____ The records

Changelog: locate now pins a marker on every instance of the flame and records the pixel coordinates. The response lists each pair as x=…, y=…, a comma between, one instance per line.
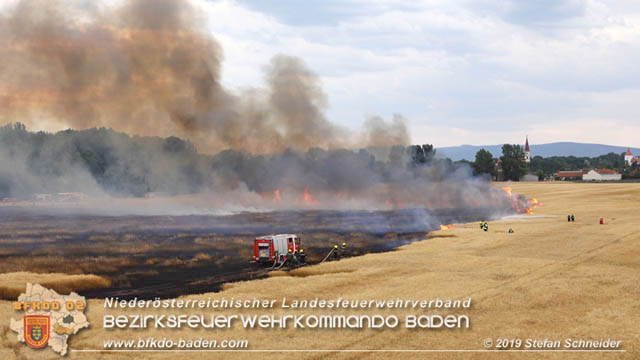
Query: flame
x=520, y=204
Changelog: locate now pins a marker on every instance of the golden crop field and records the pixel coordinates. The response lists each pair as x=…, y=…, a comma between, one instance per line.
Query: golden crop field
x=549, y=279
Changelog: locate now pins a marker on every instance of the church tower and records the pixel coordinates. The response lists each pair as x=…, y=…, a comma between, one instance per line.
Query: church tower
x=628, y=157
x=527, y=151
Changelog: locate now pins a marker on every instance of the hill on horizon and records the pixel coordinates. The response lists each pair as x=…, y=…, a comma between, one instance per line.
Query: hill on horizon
x=468, y=152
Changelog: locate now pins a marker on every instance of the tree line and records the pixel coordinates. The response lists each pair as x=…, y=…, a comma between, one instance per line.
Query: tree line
x=513, y=166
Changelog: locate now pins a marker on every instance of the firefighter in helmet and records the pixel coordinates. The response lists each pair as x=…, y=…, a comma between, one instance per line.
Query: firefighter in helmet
x=290, y=257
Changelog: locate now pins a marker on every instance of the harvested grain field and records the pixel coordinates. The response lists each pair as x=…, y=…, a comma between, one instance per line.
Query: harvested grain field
x=549, y=279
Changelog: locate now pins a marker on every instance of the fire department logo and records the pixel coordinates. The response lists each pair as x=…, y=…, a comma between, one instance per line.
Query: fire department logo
x=36, y=330
x=48, y=319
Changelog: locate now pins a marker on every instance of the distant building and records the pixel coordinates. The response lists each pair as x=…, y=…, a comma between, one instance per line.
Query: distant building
x=601, y=175
x=570, y=175
x=527, y=151
x=629, y=159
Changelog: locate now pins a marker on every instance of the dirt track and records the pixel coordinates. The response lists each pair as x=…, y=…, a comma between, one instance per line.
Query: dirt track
x=549, y=279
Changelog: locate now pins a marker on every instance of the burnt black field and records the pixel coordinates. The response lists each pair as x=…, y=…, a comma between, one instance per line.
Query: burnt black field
x=168, y=256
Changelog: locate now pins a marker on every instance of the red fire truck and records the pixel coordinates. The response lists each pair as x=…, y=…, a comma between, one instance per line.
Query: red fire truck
x=276, y=249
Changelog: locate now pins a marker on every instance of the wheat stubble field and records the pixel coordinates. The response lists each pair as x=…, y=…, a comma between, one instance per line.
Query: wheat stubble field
x=549, y=279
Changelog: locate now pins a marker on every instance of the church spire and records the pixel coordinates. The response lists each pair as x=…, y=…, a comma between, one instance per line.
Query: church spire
x=527, y=151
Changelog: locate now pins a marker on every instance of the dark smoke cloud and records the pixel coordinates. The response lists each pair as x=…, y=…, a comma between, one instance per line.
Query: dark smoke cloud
x=150, y=67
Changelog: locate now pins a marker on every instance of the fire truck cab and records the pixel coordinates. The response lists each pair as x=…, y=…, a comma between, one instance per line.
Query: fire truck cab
x=276, y=249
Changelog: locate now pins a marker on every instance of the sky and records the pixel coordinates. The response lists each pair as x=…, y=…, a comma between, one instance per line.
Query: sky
x=462, y=72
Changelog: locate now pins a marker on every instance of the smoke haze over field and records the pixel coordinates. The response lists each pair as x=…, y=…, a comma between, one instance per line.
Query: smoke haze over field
x=148, y=67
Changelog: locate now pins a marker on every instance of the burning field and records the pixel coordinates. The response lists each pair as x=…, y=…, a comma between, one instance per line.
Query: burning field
x=168, y=256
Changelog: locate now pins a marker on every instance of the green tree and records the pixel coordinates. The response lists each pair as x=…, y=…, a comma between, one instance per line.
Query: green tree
x=513, y=166
x=484, y=164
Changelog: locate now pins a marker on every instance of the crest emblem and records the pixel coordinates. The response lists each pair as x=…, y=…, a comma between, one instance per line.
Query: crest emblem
x=36, y=330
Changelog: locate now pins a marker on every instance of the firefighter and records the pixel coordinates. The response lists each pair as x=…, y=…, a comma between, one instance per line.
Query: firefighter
x=291, y=258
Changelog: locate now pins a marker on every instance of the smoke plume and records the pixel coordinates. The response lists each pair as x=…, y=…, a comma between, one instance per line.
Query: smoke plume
x=150, y=67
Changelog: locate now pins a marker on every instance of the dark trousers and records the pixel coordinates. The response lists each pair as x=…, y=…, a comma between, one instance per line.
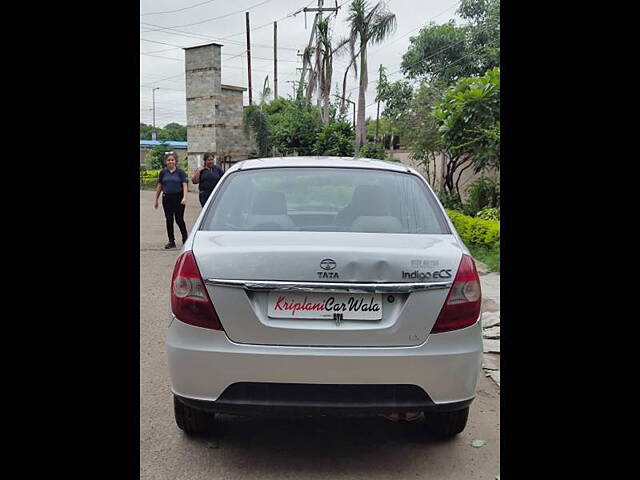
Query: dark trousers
x=173, y=208
x=204, y=196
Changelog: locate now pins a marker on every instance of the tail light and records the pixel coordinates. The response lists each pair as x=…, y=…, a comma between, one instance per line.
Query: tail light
x=462, y=307
x=190, y=301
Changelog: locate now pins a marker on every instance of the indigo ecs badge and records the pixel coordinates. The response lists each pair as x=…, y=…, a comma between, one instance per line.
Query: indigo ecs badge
x=436, y=275
x=327, y=265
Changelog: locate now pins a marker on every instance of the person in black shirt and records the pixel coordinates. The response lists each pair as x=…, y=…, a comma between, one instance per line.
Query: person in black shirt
x=207, y=177
x=172, y=182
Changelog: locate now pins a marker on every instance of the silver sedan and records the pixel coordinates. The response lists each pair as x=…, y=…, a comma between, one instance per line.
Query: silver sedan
x=324, y=285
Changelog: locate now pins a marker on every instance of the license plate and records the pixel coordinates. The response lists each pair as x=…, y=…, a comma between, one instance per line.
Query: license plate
x=352, y=306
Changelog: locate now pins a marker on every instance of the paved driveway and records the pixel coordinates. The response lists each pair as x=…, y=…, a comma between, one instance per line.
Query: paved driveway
x=318, y=448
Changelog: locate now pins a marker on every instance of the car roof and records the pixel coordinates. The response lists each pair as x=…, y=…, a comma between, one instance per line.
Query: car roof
x=320, y=161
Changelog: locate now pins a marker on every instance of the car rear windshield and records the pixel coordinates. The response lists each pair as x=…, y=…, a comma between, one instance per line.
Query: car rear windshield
x=325, y=200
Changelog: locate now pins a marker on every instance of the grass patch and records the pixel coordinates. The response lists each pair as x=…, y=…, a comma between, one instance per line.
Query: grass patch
x=490, y=257
x=148, y=184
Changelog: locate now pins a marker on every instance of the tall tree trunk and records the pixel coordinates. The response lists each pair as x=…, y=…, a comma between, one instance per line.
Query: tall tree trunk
x=460, y=175
x=360, y=130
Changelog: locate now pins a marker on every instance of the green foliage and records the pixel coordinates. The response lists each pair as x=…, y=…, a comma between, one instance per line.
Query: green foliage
x=367, y=26
x=155, y=157
x=489, y=256
x=335, y=139
x=420, y=128
x=444, y=53
x=396, y=97
x=438, y=53
x=256, y=120
x=451, y=201
x=483, y=192
x=469, y=120
x=145, y=131
x=294, y=126
x=373, y=150
x=489, y=213
x=173, y=132
x=475, y=231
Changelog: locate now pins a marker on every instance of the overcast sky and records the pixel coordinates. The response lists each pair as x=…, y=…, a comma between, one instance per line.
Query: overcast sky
x=196, y=22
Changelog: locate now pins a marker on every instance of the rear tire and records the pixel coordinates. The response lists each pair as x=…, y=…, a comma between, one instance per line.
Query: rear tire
x=446, y=424
x=190, y=420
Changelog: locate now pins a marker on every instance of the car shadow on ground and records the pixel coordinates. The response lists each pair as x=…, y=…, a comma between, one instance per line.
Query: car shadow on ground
x=329, y=446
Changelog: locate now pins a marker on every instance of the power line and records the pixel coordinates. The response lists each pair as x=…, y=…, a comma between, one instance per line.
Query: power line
x=182, y=33
x=424, y=60
x=270, y=23
x=178, y=10
x=217, y=18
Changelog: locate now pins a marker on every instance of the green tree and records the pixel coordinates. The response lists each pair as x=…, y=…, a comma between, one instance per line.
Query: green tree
x=372, y=150
x=255, y=119
x=468, y=119
x=155, y=157
x=366, y=26
x=445, y=53
x=335, y=139
x=173, y=132
x=420, y=129
x=294, y=126
x=145, y=131
x=397, y=101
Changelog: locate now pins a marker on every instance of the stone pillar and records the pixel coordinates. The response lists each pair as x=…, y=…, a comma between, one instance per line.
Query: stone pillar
x=202, y=81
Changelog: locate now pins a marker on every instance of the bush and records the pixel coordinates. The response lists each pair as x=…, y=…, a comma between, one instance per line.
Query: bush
x=484, y=192
x=451, y=201
x=476, y=231
x=373, y=150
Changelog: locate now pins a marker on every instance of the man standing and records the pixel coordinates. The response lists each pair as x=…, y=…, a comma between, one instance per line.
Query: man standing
x=207, y=177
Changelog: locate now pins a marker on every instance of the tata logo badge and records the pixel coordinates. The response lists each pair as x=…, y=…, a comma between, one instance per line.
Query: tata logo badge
x=328, y=264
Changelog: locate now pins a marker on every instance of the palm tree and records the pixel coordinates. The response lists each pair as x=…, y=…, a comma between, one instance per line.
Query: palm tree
x=320, y=76
x=367, y=27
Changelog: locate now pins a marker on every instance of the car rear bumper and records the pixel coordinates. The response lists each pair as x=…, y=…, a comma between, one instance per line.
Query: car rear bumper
x=290, y=399
x=204, y=366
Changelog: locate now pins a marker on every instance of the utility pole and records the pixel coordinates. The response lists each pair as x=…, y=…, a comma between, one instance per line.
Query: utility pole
x=153, y=132
x=275, y=60
x=317, y=17
x=293, y=85
x=378, y=114
x=249, y=59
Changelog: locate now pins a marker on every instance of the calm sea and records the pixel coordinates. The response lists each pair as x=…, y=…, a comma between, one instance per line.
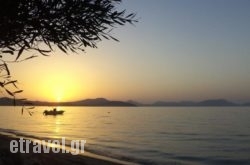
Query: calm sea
x=145, y=135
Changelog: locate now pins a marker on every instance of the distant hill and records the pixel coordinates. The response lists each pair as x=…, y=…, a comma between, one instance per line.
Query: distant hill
x=104, y=102
x=215, y=102
x=218, y=102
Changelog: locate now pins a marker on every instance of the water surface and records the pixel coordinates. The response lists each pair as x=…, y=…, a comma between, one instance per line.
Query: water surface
x=146, y=135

________

Task directions:
Set down exactly as they appear the items from the line containing "the firefighter and" down to the line containing "x=327, y=265", including both of those lines. Omit the pictures.

In response:
Changelog: locate now pins a marker on every instance of the firefighter and records the pixel coordinates. The response lists each pair as x=…, y=…, a comma between, one instance per line.
Query: firefighter
x=291, y=258
Changelog: locate now pins a marker on every instance of the smoke plume and records the pixel coordinates. The response lists each pair as x=…, y=…, a comma between, one instance per line.
Query: smoke plume
x=150, y=67
Changelog: locate now pins a marker on every instance of the dark trousers and records the pixel coordinates. The response lists each pair as x=…, y=…, a comma between, one instance per line.
Query: dark trousers
x=173, y=208
x=204, y=196
Changelog: locate now pins a marker on every instance of the tail light and records the pixel coordinates. The response lists each pair as x=…, y=…, a comma between, one instance per line.
Query: tail light
x=462, y=307
x=190, y=301
Changelog: locate now pins a marker on every instance of the indigo ecs badge and records the pixel coordinates. The response lists each pair as x=…, y=…, a comma between, one instance per line.
Query: indigo ecs badge
x=436, y=275
x=327, y=265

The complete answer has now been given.